# Objective 1
From the conference page, reproduce the passage that opens with the words containing "Keynote NoF 2018" and closes with "have been deployed.", with "packet" changed to "datagram".

# Page
NoF 2018

9th International Conference on Network of the Future
November 19-21, 2018
Poznań, Poland

Keynote NoF 2018

Title: A Speed-of-Light Internet Service Provider

Abstract: A variety of network applications, including electronic commerce and games, are either enabled by or benefit greatly from low latency communications. Studies have shown, however, that over medium and long distances the time to send a packet from one city to another on the public Internet is typically more than three times larger than the lower bound implied by the speed of light in free space. Hence for applications like high-frequency trading, where the winner of a communications race receives all the benefits, special purpose networks have been deployed.

For example, between New Jersey and Chicago a succession of networks has been deployed, first fiber-based and then microwave-based, with each network reducing latency by a fraction of a millisecond over the previous. This talk explores the possibility of using the same radio technology to build a network backbone spanning the 120 largest population centers in the United States. The design places radios on existing towers, using topographic maps to ensure line-of-sight connectivity between towers. The impact of weather on the network is evaluated using historical weather data. Our analysis suggests that it should be possible to achieve mean speeds of over 95% of the speed of light over medium and long distances at a transmission cost of under $1 per GB.


Speaker

Bruce Maggs

Bruce Maggs
(Duke University and Akamai, USA)

Biography: Bruce Maggs received the S.B., S.M., and Ph.D. degrees in computer science from the Massachusetts Institute of Technology in 1985, 1986, and 1989, respectively. His advisor was Charles Leiserson. After spending one year as a Postdoctoral Associate at MIT, he worked as a Research Scientist at NEC Research Institute in Princeton from 1990 to 1993.

In 1994, he moved to Carnegie Mellon, where he stayed until joining Duke University in 2009 as a Professor in the Department of Computer Science. While on a two-year leave-of-absence from Carnegie Mellon, Maggs helped to launch Akamai Technologies, serving as its first Vice President for Research and Development.

He retains a part-time role at Akamai as Vice President for Research. In 2017 he won the Best Dataset Award at the Passive and Active Measurement Conference, The Best Paper Award at CoNEXT, a Distinguished Paper Award at USENIX Security, and the 2017 IEEE Cybersecurity Innovation Award for work that appeared at IEEE Security and Privacy. In 2018 he was part of a large team that received the inaugural SIGCOMM Networking Systems Award for the Akamai CDN.




Title: NFV/SDN orchestration: facing myths and reality

Abstract: NFV/SDN success can be tightly related to keep one promise: facilitate and deliver automation. The orchestration word is often used in this context even if it has various implicit meanings depending on profession and business position. Lot of research and development works are showing and demonstrate that we can go from basic (script based) orchestration towards advanced (cognitive based) orchestration.

However, from a communications service provider point of view, it is not obvious how to proceed with this journey as there are still gaps between operational/field reality, usable implementation and target, with the risk to not reduce complexity but just shift it. In this talk, I will discuss some of the key challenges we are currently facing including: the orchestration complexity related to business process implementation, the capabilities and limitations of orchestration engines and the network configuration puzzle.

# Given entries
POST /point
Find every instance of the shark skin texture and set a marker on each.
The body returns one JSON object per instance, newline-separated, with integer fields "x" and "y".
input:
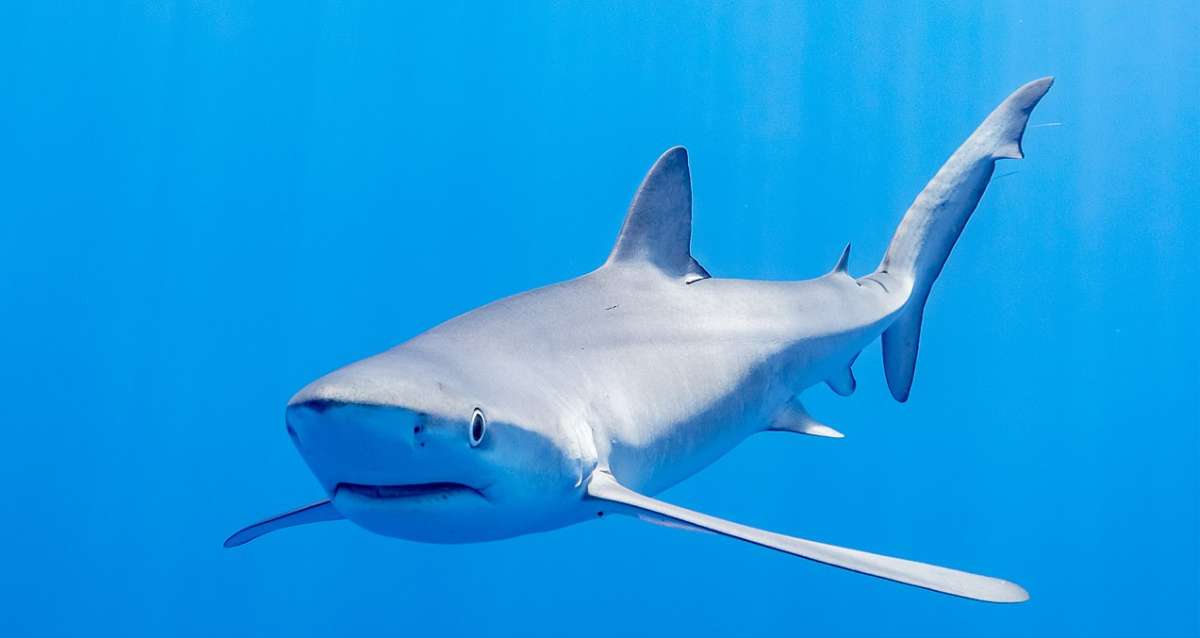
{"x": 587, "y": 397}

# Objective 2
Write every line of the rows above as a JSON list of strings, one string per line, skipping blank lines and leaving the pictures out.

# Task answer 1
Keynote NoF 2018

Title: A Speed-of-Light Internet Service Provider

Abstract: A variety of network applications, including electronic commerce and games, are either enabled by or benefit greatly from low latency communications. Studies have shown, however, that over medium and long distances the time to send a datagram from one city to another on the public Internet is typically more than three times larger than the lower bound implied by the speed of light in free space. Hence for applications like high-frequency trading, where the winner of a communications race receives all the benefits, special purpose networks have been deployed.

# Task answer 2
[
  "POST /point",
  "Find every instance of the shark skin texture and set a marker on each.",
  "The body returns one JSON object per instance, newline-separated, with integer fields \"x\" and \"y\".",
  "input:",
  "{\"x\": 587, \"y\": 397}"
]